─── TASK MATERIAL ───

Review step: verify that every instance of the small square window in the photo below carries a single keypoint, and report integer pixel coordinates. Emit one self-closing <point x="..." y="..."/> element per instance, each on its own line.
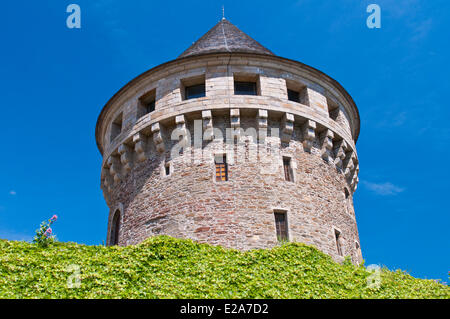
<point x="245" y="88"/>
<point x="193" y="87"/>
<point x="297" y="92"/>
<point x="116" y="127"/>
<point x="294" y="96"/>
<point x="195" y="91"/>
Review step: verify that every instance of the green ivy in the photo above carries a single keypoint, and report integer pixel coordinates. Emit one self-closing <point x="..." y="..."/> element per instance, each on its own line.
<point x="164" y="267"/>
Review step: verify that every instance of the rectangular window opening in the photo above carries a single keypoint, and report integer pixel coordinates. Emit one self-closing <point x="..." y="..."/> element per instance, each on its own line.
<point x="221" y="168"/>
<point x="246" y="84"/>
<point x="147" y="103"/>
<point x="288" y="173"/>
<point x="116" y="127"/>
<point x="281" y="226"/>
<point x="297" y="92"/>
<point x="195" y="91"/>
<point x="333" y="109"/>
<point x="167" y="169"/>
<point x="245" y="88"/>
<point x="337" y="235"/>
<point x="193" y="88"/>
<point x="294" y="96"/>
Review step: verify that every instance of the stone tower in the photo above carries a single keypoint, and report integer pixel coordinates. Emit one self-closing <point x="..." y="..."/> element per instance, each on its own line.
<point x="232" y="145"/>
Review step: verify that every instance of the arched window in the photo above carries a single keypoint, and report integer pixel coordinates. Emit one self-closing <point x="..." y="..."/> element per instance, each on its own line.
<point x="115" y="228"/>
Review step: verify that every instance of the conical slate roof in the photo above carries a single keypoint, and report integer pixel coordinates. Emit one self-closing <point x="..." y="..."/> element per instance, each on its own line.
<point x="225" y="37"/>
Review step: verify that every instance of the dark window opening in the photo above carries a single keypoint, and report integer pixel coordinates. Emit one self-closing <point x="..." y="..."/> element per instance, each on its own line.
<point x="221" y="168"/>
<point x="115" y="228"/>
<point x="245" y="88"/>
<point x="281" y="226"/>
<point x="294" y="96"/>
<point x="288" y="174"/>
<point x="337" y="235"/>
<point x="167" y="169"/>
<point x="333" y="109"/>
<point x="147" y="103"/>
<point x="195" y="91"/>
<point x="347" y="194"/>
<point x="150" y="107"/>
<point x="116" y="127"/>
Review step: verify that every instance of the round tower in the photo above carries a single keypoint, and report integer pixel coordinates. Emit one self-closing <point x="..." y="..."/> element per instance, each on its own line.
<point x="232" y="145"/>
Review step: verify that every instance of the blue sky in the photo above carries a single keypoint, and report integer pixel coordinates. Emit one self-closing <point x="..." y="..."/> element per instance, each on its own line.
<point x="54" y="82"/>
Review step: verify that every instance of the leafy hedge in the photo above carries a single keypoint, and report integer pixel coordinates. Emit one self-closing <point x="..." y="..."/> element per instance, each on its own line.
<point x="164" y="267"/>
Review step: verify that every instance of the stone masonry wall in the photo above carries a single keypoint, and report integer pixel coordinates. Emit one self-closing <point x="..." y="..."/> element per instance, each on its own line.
<point x="238" y="213"/>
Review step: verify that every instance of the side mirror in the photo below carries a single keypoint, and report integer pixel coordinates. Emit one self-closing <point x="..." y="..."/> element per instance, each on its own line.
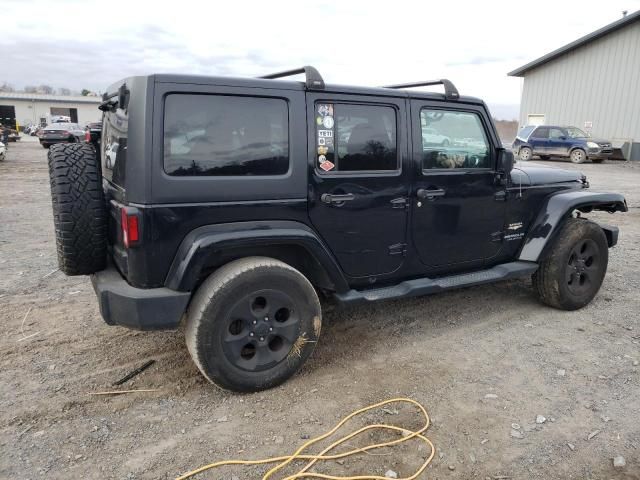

───

**TASK INSTRUCTIONS**: Could every entry above be printed again exactly, images excluded?

**THE COMPLETED TASK**:
Review step: verify that every instance of the small square window in the photo below carries a single keypoint, and report integer pixel coordinates. Emit one self-closing <point x="..." y="..."/> element per instance, each on its own line.
<point x="245" y="88"/>
<point x="193" y="87"/>
<point x="297" y="92"/>
<point x="116" y="127"/>
<point x="294" y="96"/>
<point x="195" y="91"/>
Review step: verify that every instance of the green ivy in the photo above carries a single keypoint, and report integer pixel coordinates. Emit one self-closing <point x="..." y="..."/> element per instance, each on its own line.
<point x="164" y="267"/>
Review step: verify that every instance of the rectangular window opening in the photo above carries a single keypoint, and report integer pixel coordinates. Emit one self-closing <point x="..." y="..."/> element per instance, each on its own line.
<point x="221" y="168"/>
<point x="246" y="84"/>
<point x="147" y="103"/>
<point x="288" y="173"/>
<point x="116" y="127"/>
<point x="281" y="226"/>
<point x="297" y="92"/>
<point x="195" y="91"/>
<point x="333" y="109"/>
<point x="167" y="169"/>
<point x="245" y="88"/>
<point x="337" y="235"/>
<point x="193" y="88"/>
<point x="294" y="96"/>
Review step: verify that every instance of the stone tower in the photo above carries a single keypoint, and report integer pixel coordinates. Emit one self-closing <point x="..." y="..."/> element per instance, each on its own line.
<point x="232" y="145"/>
Review step: verify that every instance of the arched window in the photo above carries a single keypoint, and report integer pixel coordinates. Emit one self-closing <point x="..." y="..."/> element per instance, each on its own line.
<point x="115" y="228"/>
Review step: verify that every instance of the conical slate roof in the photo above carries a single keypoint, and report integer pixel coordinates. Emit one self-closing <point x="..." y="..."/> element per instance, each on its own line.
<point x="225" y="37"/>
Review step: verify that every instance of the dark window opening in the photo above carries a single keypoint, and report integer pixel coordinates. Emit one self-closing <point x="..." y="..."/> element per instance, each on its own line.
<point x="221" y="168"/>
<point x="115" y="228"/>
<point x="245" y="88"/>
<point x="281" y="226"/>
<point x="294" y="96"/>
<point x="288" y="174"/>
<point x="337" y="235"/>
<point x="167" y="169"/>
<point x="333" y="109"/>
<point x="147" y="103"/>
<point x="195" y="91"/>
<point x="347" y="194"/>
<point x="150" y="107"/>
<point x="116" y="127"/>
Review step: verify that every instance of the round tower in the photo above carries a single keypoint, and report integer pixel coordinates. Emit one self-closing <point x="..." y="..."/> element per instance, each on its own line.
<point x="232" y="145"/>
Review step: verify that every instance of the blue sky in the photo above carries a single keypoint, and report integer pixel coordinates. Emit one self-closing <point x="..." y="..."/> element per instance, each on its own line.
<point x="54" y="82"/>
Review step: verify that every instance of the leafy hedge in the photo above carries a single keypoint, and report integer pixel coordinates. Emit one self-closing <point x="..." y="..."/> element per instance, each on its own line.
<point x="164" y="267"/>
Review step: verify that every instance of the stone masonry wall in the photo above carries a single keypoint, and report integer pixel coordinates. Emit one self-closing <point x="..." y="..."/> element per instance, each on its own line.
<point x="238" y="213"/>
Review step: verify that every instance of the side mirror in the photo below carries a single keypoint, and report integer pixel coordinates. Emit one self-closing <point x="..." y="..."/> element per instance, each on its own line.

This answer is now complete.